[Stated problem] Reproduce every line of the records below verbatim, omitting the pictures.

[Task material]
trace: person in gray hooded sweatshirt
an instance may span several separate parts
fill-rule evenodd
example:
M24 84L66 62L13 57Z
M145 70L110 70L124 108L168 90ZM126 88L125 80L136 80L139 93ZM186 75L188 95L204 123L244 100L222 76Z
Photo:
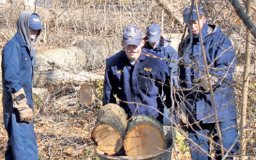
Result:
M4 124L8 135L6 159L38 159L33 127L32 82L35 66L33 45L42 26L39 15L23 12L17 32L2 51Z

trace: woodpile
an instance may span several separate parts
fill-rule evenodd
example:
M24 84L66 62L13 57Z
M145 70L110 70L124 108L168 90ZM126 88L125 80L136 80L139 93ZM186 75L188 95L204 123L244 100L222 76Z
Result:
M128 125L124 109L115 104L100 109L92 137L102 155L122 155L124 149L127 156L147 156L166 149L163 127L159 121L140 115Z
M108 104L102 107L92 132L99 153L111 156L121 149L127 127L125 111L117 104Z
M137 116L129 124L124 140L128 156L154 155L165 149L162 124L148 116Z

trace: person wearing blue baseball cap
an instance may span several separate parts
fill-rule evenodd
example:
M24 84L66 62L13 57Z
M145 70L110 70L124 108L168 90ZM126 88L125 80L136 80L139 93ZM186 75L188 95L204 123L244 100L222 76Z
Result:
M200 6L198 10L196 6L186 8L183 18L189 35L180 45L179 52L182 58L180 66L180 86L185 90L179 117L182 124L188 127L191 158L211 159L209 144L212 141L215 159L223 158L221 144L224 154L230 150L225 159L233 159L239 148L236 140L237 116L233 88L236 54L228 37L217 26L207 24L206 16ZM206 68L210 79L206 75ZM211 97L210 84L214 100Z
M172 72L173 86L179 88L178 84L178 67L175 65L177 59L178 54L170 45L170 42L164 39L161 35L161 29L159 25L154 23L148 26L146 31L146 36L143 38L145 45L143 47L150 49L161 55L166 60L167 67L169 69L170 74ZM164 99L164 95L163 96ZM168 116L168 110L164 108L164 116ZM168 118L164 118L164 125L168 125L170 121Z
M147 115L163 122L163 105L159 95L170 97L170 74L162 56L142 47L141 29L128 26L124 31L124 49L107 60L103 88L103 105L116 104L130 118ZM165 84L164 89L162 84ZM170 102L170 99L166 100Z
M32 85L35 66L33 45L39 38L39 15L23 12L17 32L2 51L4 124L8 134L5 159L38 159L33 124Z

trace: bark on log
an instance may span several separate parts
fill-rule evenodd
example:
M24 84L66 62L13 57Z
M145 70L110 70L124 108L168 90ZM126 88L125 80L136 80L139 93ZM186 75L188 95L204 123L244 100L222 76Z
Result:
M99 56L100 56L100 58ZM35 82L36 86L44 87L49 83L72 82L80 84L95 79L103 79L103 75L86 72L89 55L77 47L58 48L45 50L36 54ZM104 56L99 55L94 62L95 67L104 61Z
M166 148L163 125L151 116L135 116L127 131L124 144L128 156L154 155Z
M97 144L97 151L109 156L117 153L124 146L127 127L127 115L123 108L115 104L103 106L92 132Z

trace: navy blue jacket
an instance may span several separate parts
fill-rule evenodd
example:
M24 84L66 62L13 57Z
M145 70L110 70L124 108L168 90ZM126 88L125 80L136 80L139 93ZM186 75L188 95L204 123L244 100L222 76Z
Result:
M3 104L12 107L11 93L25 90L28 105L33 108L32 81L35 66L35 51L29 51L20 34L15 36L4 45L2 54Z
M170 97L169 71L165 61L152 56L156 56L155 52L144 48L141 52L134 66L130 63L125 51L107 60L103 105L116 103L116 95L129 117L149 115L161 120L163 116L157 109L163 112L164 106L159 95L164 83L163 91Z
M175 63L178 60L178 54L175 49L174 49L170 45L170 42L165 40L163 36L160 36L160 42L158 43L156 48L152 48L148 41L147 37L143 38L145 40L144 47L150 49L156 52L159 56L163 56L166 60L166 65L171 75L172 70L173 69L172 72L173 86L176 88L179 88L178 84L178 67L175 65Z
M202 29L204 46L210 74L218 78L213 86L215 107L220 122L237 118L235 94L232 85L236 67L236 54L228 36L215 25L206 22ZM199 34L193 37L191 47L188 47L190 38L182 42L181 55L185 56L180 66L181 86L189 89L186 93L190 107L190 120L202 120L203 123L215 122L212 100L209 92L204 92L193 84L193 79L204 75L205 63ZM188 105L189 106L189 105ZM193 119L195 118L195 119Z

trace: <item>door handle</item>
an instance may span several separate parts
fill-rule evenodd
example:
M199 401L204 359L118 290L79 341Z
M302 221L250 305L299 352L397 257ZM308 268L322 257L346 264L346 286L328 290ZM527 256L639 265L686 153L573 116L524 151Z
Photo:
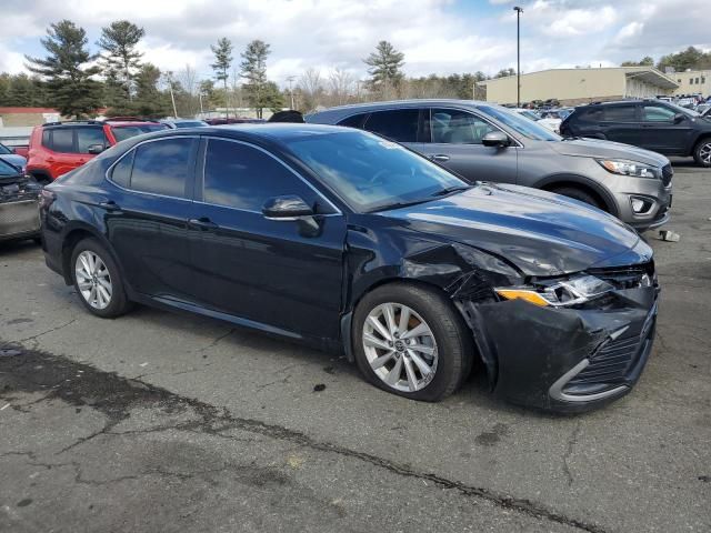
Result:
M101 202L101 203L99 203L99 207L101 209L106 209L109 212L111 212L111 211L121 211L121 207L118 203L116 203L113 200L109 200L107 202Z
M202 231L217 230L219 228L218 224L212 222L207 217L200 217L199 219L190 219L188 221L188 224L190 227L192 227L192 228L196 228L196 229L199 229L199 230L202 230Z

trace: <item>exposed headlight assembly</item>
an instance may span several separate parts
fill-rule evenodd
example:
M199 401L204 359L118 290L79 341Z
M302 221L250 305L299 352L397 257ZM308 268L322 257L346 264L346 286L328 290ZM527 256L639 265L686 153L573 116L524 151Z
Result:
M565 308L589 302L613 289L610 283L594 275L580 274L528 286L500 286L494 291L505 300L525 300L540 306Z
M654 167L634 161L620 159L595 159L600 165L613 174L634 175L637 178L657 178L658 171Z

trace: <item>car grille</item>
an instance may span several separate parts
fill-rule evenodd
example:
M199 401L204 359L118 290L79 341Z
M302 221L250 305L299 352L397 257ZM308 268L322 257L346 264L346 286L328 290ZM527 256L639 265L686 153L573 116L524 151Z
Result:
M669 187L673 175L674 169L671 168L671 164L665 164L664 167L662 167L662 183L664 184L664 187Z
M590 269L588 272L607 281L617 290L657 285L657 275L652 261L614 269Z
M590 364L568 382L575 385L612 385L625 381L625 376L640 348L639 336L628 336L605 342L590 358Z

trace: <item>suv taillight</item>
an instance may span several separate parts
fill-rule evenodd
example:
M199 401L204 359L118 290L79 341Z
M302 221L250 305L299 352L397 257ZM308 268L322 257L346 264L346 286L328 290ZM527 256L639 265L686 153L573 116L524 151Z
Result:
M57 199L57 194L47 189L40 191L40 209L49 209L52 202Z

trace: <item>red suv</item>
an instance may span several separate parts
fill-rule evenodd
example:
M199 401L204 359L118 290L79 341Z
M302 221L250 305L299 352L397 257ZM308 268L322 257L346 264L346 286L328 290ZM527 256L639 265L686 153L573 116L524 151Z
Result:
M50 183L117 142L166 129L169 127L160 122L133 117L37 125L30 135L27 173Z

[The result]
trace: person in gray hooded sweatshirt
an instance may span several separate parts
fill-rule evenodd
example:
M24 84L66 62L13 57Z
M145 70L110 70L124 108L168 90ZM126 88L125 80L136 80L139 93ZM186 75L188 95L204 123L244 100L222 76Z
Photo:
Result:
M4 124L8 135L6 159L38 159L33 127L32 82L35 66L33 45L42 26L39 15L23 12L17 32L2 51Z

trace: woodpile
an instance may span several separate parts
fill-rule evenodd
example:
M24 84L66 62L13 57Z
M145 70L110 70L124 108L168 90ZM126 88L125 80L136 80L139 93ZM186 75L188 95L204 123L244 100L222 76Z
Result:
M128 125L124 109L115 104L100 109L92 137L102 155L122 155L124 149L127 156L147 156L166 149L163 127L159 121L140 115Z
M108 104L102 107L92 132L99 153L111 156L121 149L127 127L125 111L117 104Z
M137 116L129 124L124 140L128 156L154 155L165 149L162 124L148 116Z

trace: person wearing blue baseball cap
an instance may span several separate parts
fill-rule evenodd
example:
M24 84L66 62L13 57Z
M145 70L110 70L124 108L168 90ZM126 88L125 80L136 80L139 93ZM186 75L188 95L204 123L244 100L222 76Z
Result:
M200 6L198 10L196 6L186 8L183 18L189 35L180 45L179 52L182 58L180 66L180 86L185 90L179 117L182 124L188 127L191 158L211 159L209 144L212 141L215 159L223 158L221 144L224 154L230 150L225 159L233 159L239 148L236 140L237 116L233 88L236 54L228 37L217 26L207 24L206 16ZM206 68L210 79L206 75ZM211 97L210 84L214 100Z
M172 72L173 86L179 88L178 84L178 67L175 65L177 59L178 54L170 45L170 42L164 39L161 35L161 29L159 25L154 23L148 26L146 31L146 36L143 38L145 45L143 47L150 49L161 55L166 60L167 67L169 69L170 74ZM164 99L164 95L163 96ZM168 116L168 110L164 108L164 116ZM168 118L164 118L164 125L168 125L170 121Z
M147 115L163 122L163 105L159 95L170 97L170 74L162 56L142 47L141 29L128 26L124 31L124 49L107 60L103 88L103 105L116 104L130 118ZM165 84L164 89L162 84ZM170 102L170 99L166 100Z
M32 85L35 66L33 45L39 38L39 15L23 12L17 32L2 51L4 124L8 134L5 159L38 159L33 124Z

trace: bark on log
an instance may span several separate parts
fill-rule evenodd
example:
M24 84L66 62L13 57Z
M145 70L110 70L124 108L168 90ZM126 88L125 80L136 80L139 93ZM186 75L188 95L204 123L244 100L222 76Z
Result:
M99 56L100 56L100 58ZM35 82L36 86L44 87L49 83L72 82L80 84L95 79L103 79L103 75L86 72L89 55L77 47L58 48L45 50L36 54ZM104 56L99 55L94 62L95 67L104 61Z
M166 148L163 125L151 116L135 116L127 131L124 144L128 156L154 155Z
M97 144L97 151L109 156L117 153L124 146L127 127L127 115L123 108L115 104L103 106L92 132Z

trace: navy blue jacket
an instance may span several separate parts
fill-rule evenodd
example:
M24 84L66 62L13 57Z
M145 70L110 70L124 108L168 90ZM126 88L125 80L136 80L139 93ZM186 75L188 95L204 123L244 100L222 76Z
Result:
M3 104L12 107L11 93L25 90L28 105L33 108L32 81L35 66L35 51L29 51L20 34L15 36L4 45L2 54Z
M170 97L169 71L165 61L152 56L156 56L155 52L144 48L141 52L134 66L130 63L125 51L107 60L103 105L116 103L116 95L129 117L149 115L161 120L163 116L157 109L163 112L164 106L159 95L164 83L163 91Z
M175 63L178 60L178 54L175 49L174 49L170 45L170 42L165 40L163 36L160 36L160 42L158 43L156 48L152 48L148 41L147 37L143 38L145 40L144 47L150 49L156 52L159 56L163 56L166 60L166 65L171 75L172 70L173 69L172 72L173 86L176 88L179 88L178 84L178 67L175 65Z
M202 29L204 46L210 74L218 78L213 86L215 107L220 122L237 118L235 94L232 85L236 67L236 54L228 36L215 25L206 22ZM199 34L193 37L191 47L188 47L190 38L182 42L181 55L185 56L180 66L181 86L189 89L186 93L190 107L190 120L202 120L203 123L215 122L212 100L209 92L204 92L193 84L193 79L204 75L205 63ZM188 105L189 106L189 105ZM193 119L195 118L195 119Z

trace: <item>door handle</item>
an instance may span several separate parts
fill-rule evenodd
example:
M199 401L204 359L118 290L79 341Z
M302 221L250 305L299 352L397 257ZM308 268L322 257L346 264L346 286L328 290ZM527 256L639 265L686 153L573 116L524 151Z
Photo:
Result:
M101 202L101 203L99 203L99 207L101 209L106 209L109 212L111 212L111 211L121 211L121 207L118 203L116 203L113 200L109 200L107 202Z
M202 231L217 230L219 228L218 224L212 222L207 217L200 217L199 219L190 219L188 221L188 224L190 227L192 227L192 228L196 228L196 229L199 229L199 230L202 230Z

trace: <item>exposed headlight assembly</item>
an instance may span several separate parts
fill-rule evenodd
example:
M199 401L204 359L118 290L79 341Z
M302 221L250 305L299 352L397 257ZM308 268L322 257L346 264L346 286L328 290ZM527 256L639 265L686 153L573 116L524 151Z
Result:
M565 308L589 302L613 289L610 283L594 275L580 274L528 286L500 286L494 291L505 300L525 300L540 306Z
M654 167L634 161L620 159L595 159L600 165L613 174L634 175L637 178L657 178L658 171Z

trace: <item>car grille</item>
an instance may span several separate parts
fill-rule evenodd
example:
M199 401L204 359L118 290L79 341Z
M302 221L250 305L299 352L397 257ZM308 268L322 257L346 264L346 286L328 290ZM527 256L639 265L686 153L573 116L524 151Z
Result:
M669 187L673 175L674 169L671 168L671 164L665 164L664 167L662 167L662 183L664 184L664 187Z
M590 269L588 272L607 281L617 290L657 285L657 275L652 261L614 269Z
M590 364L568 382L575 385L612 385L625 381L625 376L640 348L639 336L628 336L605 342L590 358Z

trace: <item>suv taillight</item>
an instance may span several separate parts
fill-rule evenodd
example:
M199 401L204 359L118 290L79 341Z
M302 221L250 305L299 352L397 257ZM308 268L322 257L346 264L346 286L328 290ZM527 256L639 265L686 153L573 116L524 151Z
Result:
M57 199L57 194L47 189L40 191L40 209L49 209L52 202Z

trace: <item>red suv</item>
an instance may span several separate parts
fill-rule evenodd
example:
M199 401L204 359L118 290L79 341Z
M302 221L250 305L299 352L397 257ZM308 268L322 257L346 264L346 286L328 290ZM527 256L639 265L686 153L573 116L524 151Z
Result:
M50 183L117 142L166 129L169 127L160 122L133 117L37 125L30 135L27 173Z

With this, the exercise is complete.